[gclist] C++ proposal

D. Hugh Redelmeier hugh@mimosa.com
Tue, 28 May 1996 15:30:42 -0400


Bjarne Stroustrup has given me permission to repost this message from
the C++ standardization core reflector.  It is a proposal to improve
C++ from the standpoint of garbage collection.

Hugh Redelmeier
hugh@mimosa.com  voice: +1 416 482-8253


| Date: 	Mon, 27 May 1996 14:11:41 -0400
| From: day!bs@research.att.com
| 
| To: C++ core language mailing list
| Message c++std-core-6767
| 
| For the pre-Stockholm mailing
| 
| 	- Bjarne

Proposal to Acknowledge that Garbage Collection for C++ is Possible

		Bjarne Stroustrup

		AT&T Research

		Murray Hill

		New Jersey 07974

		USA

The ARM, "The C++ Programming Language (2nd edition)", and "The Design
and Evolution of C++" all mention that automatic garbage collection
of C++ is possible, but that an implementation is not required to
provide a garbage collector. This is a proposal to make this explicit
in the standard and to specify a couple of details of what it means
to collect garbage. The proposal is for clarification rather than
significant normative changes.



Introduction

The most loudly proclaimed fundamental weakness of C++ these days
is the absence of automatic garbage collection. This criticism is
harming C++'s reputation, scaring potential users away, and restricting
the range of applications for which C++ is a strong contender as an
implementation language. For many applications automatic garbage
collection is indeed a very powerful tool and the right tool for
the job.

It is my firm opinion that the complaints about the lack of garbage
collection in C++ will continue, will become louder as more alternative
languages provide garbage collection, and that the cases where the
complaint is based on valid reasons will become more frequent.

My defense has traditionally been that garbage collection is possible
for C++ and that garbage collecting implementations do indeed exist.

- Raw records:
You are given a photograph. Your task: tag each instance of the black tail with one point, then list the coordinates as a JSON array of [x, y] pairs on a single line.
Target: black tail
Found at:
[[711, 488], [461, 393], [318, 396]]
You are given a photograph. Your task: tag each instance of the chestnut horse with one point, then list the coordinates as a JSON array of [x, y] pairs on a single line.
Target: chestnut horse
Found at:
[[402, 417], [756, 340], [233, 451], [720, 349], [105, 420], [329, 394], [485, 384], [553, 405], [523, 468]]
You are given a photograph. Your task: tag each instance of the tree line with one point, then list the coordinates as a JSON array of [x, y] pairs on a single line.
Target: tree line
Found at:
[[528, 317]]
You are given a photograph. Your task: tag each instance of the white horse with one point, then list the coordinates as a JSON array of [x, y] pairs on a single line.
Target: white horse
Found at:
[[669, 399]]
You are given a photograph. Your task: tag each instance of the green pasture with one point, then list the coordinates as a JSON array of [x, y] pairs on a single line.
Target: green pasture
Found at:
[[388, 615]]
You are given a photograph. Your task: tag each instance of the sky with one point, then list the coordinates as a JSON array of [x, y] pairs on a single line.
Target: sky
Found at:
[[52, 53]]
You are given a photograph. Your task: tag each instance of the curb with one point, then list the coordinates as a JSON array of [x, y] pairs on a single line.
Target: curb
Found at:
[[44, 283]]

- SHORT EXERCISE 1:
In the garbage collection proposal, write out the stretch from "[gclist] C++ proposal" through "of garbage collection.".
- SHORT EXERCISE 2:
What does the garbage collection proposal call the most loudly proclaimed fundamental weakness of C++?

- EXERCISE ANSWER 1:
[gclist] C++ proposal

D. Hugh Redelmeier hugh@mimosa.com
Tue, 28 May 1996 15:30:42 -0400


Bjarne Stroustrup has given me permission to repost this message from
the C++ standardization core reflector.  It is a proposal to improve
C++ from the standpoint of garbage collection.

- EXERCISE ANSWER 2:
The absence of automatic garbage collection.